MATERIAL.

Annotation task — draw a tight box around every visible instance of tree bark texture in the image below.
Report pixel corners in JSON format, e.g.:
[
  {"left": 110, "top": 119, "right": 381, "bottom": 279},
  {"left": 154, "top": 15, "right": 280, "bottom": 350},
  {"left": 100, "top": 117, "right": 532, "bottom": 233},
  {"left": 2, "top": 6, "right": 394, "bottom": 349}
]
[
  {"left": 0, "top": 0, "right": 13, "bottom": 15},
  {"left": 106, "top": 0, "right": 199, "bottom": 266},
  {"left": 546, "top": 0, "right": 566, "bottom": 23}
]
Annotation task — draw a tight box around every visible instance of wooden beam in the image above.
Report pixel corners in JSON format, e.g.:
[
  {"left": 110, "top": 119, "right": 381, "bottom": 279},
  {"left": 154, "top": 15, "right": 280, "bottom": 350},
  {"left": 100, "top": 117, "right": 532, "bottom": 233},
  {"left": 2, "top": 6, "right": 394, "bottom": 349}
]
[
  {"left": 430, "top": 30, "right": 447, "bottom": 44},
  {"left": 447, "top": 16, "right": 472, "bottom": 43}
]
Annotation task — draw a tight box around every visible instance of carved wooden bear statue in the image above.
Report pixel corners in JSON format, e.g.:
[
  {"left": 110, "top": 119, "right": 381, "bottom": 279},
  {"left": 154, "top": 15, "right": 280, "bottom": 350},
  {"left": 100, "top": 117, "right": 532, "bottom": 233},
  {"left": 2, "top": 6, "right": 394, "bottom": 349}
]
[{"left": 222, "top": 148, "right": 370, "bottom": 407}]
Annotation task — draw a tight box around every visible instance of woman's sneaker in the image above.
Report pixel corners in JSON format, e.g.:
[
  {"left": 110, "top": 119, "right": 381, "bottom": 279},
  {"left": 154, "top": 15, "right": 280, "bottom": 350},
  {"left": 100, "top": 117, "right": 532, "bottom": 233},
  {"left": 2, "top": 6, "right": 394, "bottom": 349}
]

GIVEN TASK.
Print all of the records above again, word for word, with nothing changed.

EXERCISE OUTPUT.
Annotation task — draw a tight box around every visible instance of tree bark texture in the image below.
Report pixel corners in JSON format, e.g.:
[
  {"left": 110, "top": 119, "right": 381, "bottom": 279},
  {"left": 154, "top": 15, "right": 280, "bottom": 350},
  {"left": 100, "top": 117, "right": 532, "bottom": 233},
  {"left": 2, "top": 6, "right": 394, "bottom": 349}
]
[
  {"left": 0, "top": 0, "right": 13, "bottom": 15},
  {"left": 106, "top": 0, "right": 199, "bottom": 266},
  {"left": 546, "top": 0, "right": 566, "bottom": 23}
]
Annotation task — draw a tight box around every visible instance of wooden beam in the image above.
Report pixel corners in JSON format, e.g.:
[
  {"left": 110, "top": 119, "right": 381, "bottom": 279},
  {"left": 154, "top": 15, "right": 280, "bottom": 350},
  {"left": 100, "top": 117, "right": 532, "bottom": 233},
  {"left": 2, "top": 6, "right": 394, "bottom": 349}
]
[
  {"left": 430, "top": 30, "right": 447, "bottom": 44},
  {"left": 447, "top": 16, "right": 472, "bottom": 43}
]
Annotation task — draw a tight box around every visible instance of carved wooden bear statue in the image above.
Report pixel corners in JSON format, e.g.:
[
  {"left": 110, "top": 119, "right": 381, "bottom": 279},
  {"left": 154, "top": 15, "right": 280, "bottom": 350},
  {"left": 100, "top": 117, "right": 532, "bottom": 233},
  {"left": 2, "top": 6, "right": 394, "bottom": 349}
]
[{"left": 222, "top": 148, "right": 370, "bottom": 407}]
Annotation task — draw a tight box around every visible instance of woman's sneaker in the image above.
Report pixel corners in JSON format, e.g.:
[
  {"left": 110, "top": 119, "right": 381, "bottom": 279},
  {"left": 154, "top": 15, "right": 280, "bottom": 350},
  {"left": 100, "top": 117, "right": 532, "bottom": 233},
  {"left": 2, "top": 6, "right": 394, "bottom": 349}
]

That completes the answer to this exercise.